What is required:
For this exercise, transcribe all of the entries exactly.

━━━━━━━━━━━━━━━━━━━━

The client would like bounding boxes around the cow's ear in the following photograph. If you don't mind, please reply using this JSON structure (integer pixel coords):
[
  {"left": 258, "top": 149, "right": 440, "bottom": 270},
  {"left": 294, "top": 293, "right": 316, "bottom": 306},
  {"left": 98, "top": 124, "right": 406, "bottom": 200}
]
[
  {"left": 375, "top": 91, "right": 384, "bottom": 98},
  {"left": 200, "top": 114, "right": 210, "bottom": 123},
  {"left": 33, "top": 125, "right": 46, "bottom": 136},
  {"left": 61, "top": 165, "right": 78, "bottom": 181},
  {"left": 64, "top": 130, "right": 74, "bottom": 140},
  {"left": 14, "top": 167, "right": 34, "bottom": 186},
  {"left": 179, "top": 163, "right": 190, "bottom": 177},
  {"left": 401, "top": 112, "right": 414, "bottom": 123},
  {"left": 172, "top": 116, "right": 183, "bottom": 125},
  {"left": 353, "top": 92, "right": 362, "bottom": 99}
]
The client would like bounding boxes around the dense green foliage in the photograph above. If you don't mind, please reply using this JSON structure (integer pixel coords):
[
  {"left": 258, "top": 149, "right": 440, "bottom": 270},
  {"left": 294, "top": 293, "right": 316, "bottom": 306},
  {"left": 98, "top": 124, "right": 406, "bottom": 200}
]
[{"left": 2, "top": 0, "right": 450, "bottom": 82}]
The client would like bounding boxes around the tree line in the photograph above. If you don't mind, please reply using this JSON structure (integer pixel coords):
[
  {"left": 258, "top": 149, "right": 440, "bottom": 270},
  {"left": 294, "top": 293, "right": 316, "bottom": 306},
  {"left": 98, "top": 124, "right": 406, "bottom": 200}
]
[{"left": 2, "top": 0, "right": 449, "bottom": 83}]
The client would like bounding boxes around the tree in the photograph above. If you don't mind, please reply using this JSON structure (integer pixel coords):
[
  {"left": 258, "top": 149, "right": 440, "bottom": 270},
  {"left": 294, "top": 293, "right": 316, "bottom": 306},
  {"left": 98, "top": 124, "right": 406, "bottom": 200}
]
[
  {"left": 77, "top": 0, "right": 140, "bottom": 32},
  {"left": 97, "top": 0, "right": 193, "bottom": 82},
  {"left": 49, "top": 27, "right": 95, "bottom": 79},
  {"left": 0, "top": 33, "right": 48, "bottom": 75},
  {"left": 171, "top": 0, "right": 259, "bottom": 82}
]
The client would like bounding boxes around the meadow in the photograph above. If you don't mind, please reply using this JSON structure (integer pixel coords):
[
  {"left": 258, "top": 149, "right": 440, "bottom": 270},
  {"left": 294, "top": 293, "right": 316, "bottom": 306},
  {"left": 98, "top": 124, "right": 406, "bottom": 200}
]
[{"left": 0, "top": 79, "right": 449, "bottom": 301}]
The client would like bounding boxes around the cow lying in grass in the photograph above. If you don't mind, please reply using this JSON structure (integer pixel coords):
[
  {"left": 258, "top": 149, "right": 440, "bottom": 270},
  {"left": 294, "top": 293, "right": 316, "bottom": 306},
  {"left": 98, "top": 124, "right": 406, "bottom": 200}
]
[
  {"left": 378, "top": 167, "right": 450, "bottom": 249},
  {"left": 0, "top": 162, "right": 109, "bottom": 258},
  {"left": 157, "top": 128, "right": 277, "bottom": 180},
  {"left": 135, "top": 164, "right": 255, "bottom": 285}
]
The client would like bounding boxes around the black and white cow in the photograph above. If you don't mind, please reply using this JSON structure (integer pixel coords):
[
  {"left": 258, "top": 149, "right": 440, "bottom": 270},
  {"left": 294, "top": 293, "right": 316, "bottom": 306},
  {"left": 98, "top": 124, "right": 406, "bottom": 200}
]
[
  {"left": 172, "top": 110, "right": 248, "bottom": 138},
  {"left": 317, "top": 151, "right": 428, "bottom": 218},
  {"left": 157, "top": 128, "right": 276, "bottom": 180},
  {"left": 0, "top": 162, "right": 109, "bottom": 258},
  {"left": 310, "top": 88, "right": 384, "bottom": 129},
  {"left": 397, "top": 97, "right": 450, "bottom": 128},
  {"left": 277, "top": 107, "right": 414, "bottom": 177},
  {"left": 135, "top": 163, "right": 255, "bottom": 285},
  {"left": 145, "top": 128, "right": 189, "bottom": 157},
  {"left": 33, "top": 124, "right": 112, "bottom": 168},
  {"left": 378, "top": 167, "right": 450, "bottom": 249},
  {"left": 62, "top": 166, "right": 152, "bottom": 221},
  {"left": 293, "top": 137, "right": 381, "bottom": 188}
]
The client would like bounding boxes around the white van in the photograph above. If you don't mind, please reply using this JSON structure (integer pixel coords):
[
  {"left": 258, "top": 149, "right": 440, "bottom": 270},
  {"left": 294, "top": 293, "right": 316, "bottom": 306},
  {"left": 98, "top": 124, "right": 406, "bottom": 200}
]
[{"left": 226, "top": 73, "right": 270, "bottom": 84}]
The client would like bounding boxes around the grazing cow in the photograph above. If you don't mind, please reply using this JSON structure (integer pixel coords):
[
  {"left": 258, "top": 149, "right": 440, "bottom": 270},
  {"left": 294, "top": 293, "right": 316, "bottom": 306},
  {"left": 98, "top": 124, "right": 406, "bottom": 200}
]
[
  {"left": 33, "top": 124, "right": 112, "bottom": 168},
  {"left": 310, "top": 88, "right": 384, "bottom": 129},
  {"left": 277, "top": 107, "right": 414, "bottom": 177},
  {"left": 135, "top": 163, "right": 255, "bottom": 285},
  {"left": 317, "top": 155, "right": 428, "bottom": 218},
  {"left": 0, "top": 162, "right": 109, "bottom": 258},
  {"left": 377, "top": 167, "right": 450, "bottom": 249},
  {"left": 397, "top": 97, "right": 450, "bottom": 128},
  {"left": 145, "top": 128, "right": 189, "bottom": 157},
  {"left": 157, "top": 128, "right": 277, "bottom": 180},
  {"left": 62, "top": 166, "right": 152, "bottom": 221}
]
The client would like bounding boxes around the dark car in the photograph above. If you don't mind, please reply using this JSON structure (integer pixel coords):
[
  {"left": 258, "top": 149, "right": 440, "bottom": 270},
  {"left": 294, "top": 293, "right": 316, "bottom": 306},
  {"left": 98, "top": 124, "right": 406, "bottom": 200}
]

━━━━━━━━━━━━━━━━━━━━

Written answer:
The client would like bounding boxes around the cow's ear in the following photograph. If you don't mind, please reply using this JSON structure (integer pixel coords):
[
  {"left": 258, "top": 149, "right": 440, "bottom": 270},
  {"left": 294, "top": 293, "right": 316, "bottom": 306},
  {"left": 98, "top": 124, "right": 406, "bottom": 200}
]
[
  {"left": 375, "top": 91, "right": 384, "bottom": 98},
  {"left": 200, "top": 114, "right": 210, "bottom": 123},
  {"left": 33, "top": 125, "right": 46, "bottom": 136},
  {"left": 61, "top": 165, "right": 78, "bottom": 181},
  {"left": 64, "top": 130, "right": 74, "bottom": 140},
  {"left": 14, "top": 167, "right": 34, "bottom": 186},
  {"left": 179, "top": 163, "right": 190, "bottom": 177},
  {"left": 401, "top": 112, "right": 414, "bottom": 123},
  {"left": 172, "top": 116, "right": 183, "bottom": 125},
  {"left": 353, "top": 92, "right": 362, "bottom": 99}
]
The client would like bounding boxes around the dense green foliage in the photograph above. If you don't mind, please reply using this JSON structure (integer pixel coords):
[
  {"left": 258, "top": 149, "right": 440, "bottom": 270},
  {"left": 294, "top": 293, "right": 316, "bottom": 306},
  {"left": 98, "top": 124, "right": 406, "bottom": 200}
]
[{"left": 2, "top": 0, "right": 450, "bottom": 82}]
The client would like bounding boxes around the tree line in the photograph above. If you don't mind, please reply using this JSON structure (integer pixel coords):
[
  {"left": 258, "top": 149, "right": 440, "bottom": 270},
  {"left": 294, "top": 293, "right": 316, "bottom": 306},
  {"left": 98, "top": 124, "right": 406, "bottom": 200}
]
[{"left": 2, "top": 0, "right": 449, "bottom": 83}]
The client would like bounding boxes around the tree in the photograph above. If you don't mind, please reply using this JSON structure (integer pixel coords):
[
  {"left": 258, "top": 149, "right": 440, "bottom": 270},
  {"left": 294, "top": 293, "right": 316, "bottom": 306},
  {"left": 98, "top": 124, "right": 406, "bottom": 200}
]
[
  {"left": 77, "top": 0, "right": 140, "bottom": 32},
  {"left": 97, "top": 0, "right": 193, "bottom": 82},
  {"left": 49, "top": 27, "right": 95, "bottom": 79},
  {"left": 0, "top": 33, "right": 48, "bottom": 75},
  {"left": 171, "top": 0, "right": 259, "bottom": 82}
]
The client would like bounding boxes around the meadow in the photograph above. If you don't mind, please reply using this JSON structure (integer pixel coords):
[
  {"left": 258, "top": 149, "right": 440, "bottom": 270},
  {"left": 294, "top": 293, "right": 316, "bottom": 306},
  {"left": 98, "top": 124, "right": 406, "bottom": 200}
]
[{"left": 0, "top": 79, "right": 449, "bottom": 301}]
The client would like bounding boxes around the cow lying in grass in the photograph above. If you don't mind, please reply using this JSON structure (integer pixel coords):
[
  {"left": 258, "top": 149, "right": 440, "bottom": 270},
  {"left": 294, "top": 293, "right": 316, "bottom": 306},
  {"left": 98, "top": 124, "right": 406, "bottom": 200}
]
[
  {"left": 378, "top": 167, "right": 450, "bottom": 249},
  {"left": 0, "top": 162, "right": 109, "bottom": 258},
  {"left": 157, "top": 128, "right": 277, "bottom": 180},
  {"left": 135, "top": 164, "right": 255, "bottom": 285}
]
The client would like bounding boxes around the black and white cow in the photograph above. If you don't mind, please reply using this JSON structure (integer pixel coords):
[
  {"left": 258, "top": 149, "right": 440, "bottom": 270},
  {"left": 294, "top": 293, "right": 316, "bottom": 306},
  {"left": 98, "top": 124, "right": 406, "bottom": 200}
]
[
  {"left": 172, "top": 110, "right": 248, "bottom": 138},
  {"left": 317, "top": 151, "right": 428, "bottom": 218},
  {"left": 157, "top": 128, "right": 276, "bottom": 180},
  {"left": 0, "top": 162, "right": 109, "bottom": 258},
  {"left": 310, "top": 88, "right": 384, "bottom": 129},
  {"left": 397, "top": 97, "right": 450, "bottom": 128},
  {"left": 277, "top": 107, "right": 414, "bottom": 177},
  {"left": 135, "top": 163, "right": 255, "bottom": 285},
  {"left": 145, "top": 128, "right": 189, "bottom": 157},
  {"left": 33, "top": 124, "right": 112, "bottom": 168},
  {"left": 378, "top": 167, "right": 450, "bottom": 249},
  {"left": 62, "top": 166, "right": 152, "bottom": 221},
  {"left": 293, "top": 137, "right": 381, "bottom": 188}
]
The client would like bounding boxes around the white van in the photograph above. If you don't mind, please reply using this JSON structure (integer pixel coords):
[
  {"left": 258, "top": 149, "right": 440, "bottom": 270},
  {"left": 294, "top": 293, "right": 316, "bottom": 306},
  {"left": 98, "top": 124, "right": 406, "bottom": 200}
]
[{"left": 226, "top": 73, "right": 270, "bottom": 84}]
The client would like bounding boxes around the grazing cow in the photograph above. If you don't mind, please reply using this JSON structure (integer pixel coords):
[
  {"left": 258, "top": 149, "right": 440, "bottom": 270},
  {"left": 294, "top": 293, "right": 316, "bottom": 306},
  {"left": 98, "top": 124, "right": 406, "bottom": 200}
]
[
  {"left": 33, "top": 124, "right": 112, "bottom": 168},
  {"left": 310, "top": 88, "right": 384, "bottom": 129},
  {"left": 277, "top": 107, "right": 414, "bottom": 177},
  {"left": 135, "top": 163, "right": 255, "bottom": 285},
  {"left": 317, "top": 155, "right": 428, "bottom": 218},
  {"left": 0, "top": 162, "right": 109, "bottom": 258},
  {"left": 377, "top": 167, "right": 450, "bottom": 249},
  {"left": 397, "top": 97, "right": 450, "bottom": 128},
  {"left": 145, "top": 128, "right": 189, "bottom": 157},
  {"left": 157, "top": 128, "right": 277, "bottom": 180},
  {"left": 62, "top": 166, "right": 152, "bottom": 221}
]
The client would like bounding boxes around the dark car in the photograph above. If you don't mind, please reply using this JSON structure (integer pixel coords):
[
  {"left": 258, "top": 149, "right": 440, "bottom": 270},
  {"left": 294, "top": 293, "right": 316, "bottom": 306},
  {"left": 98, "top": 124, "right": 406, "bottom": 200}
]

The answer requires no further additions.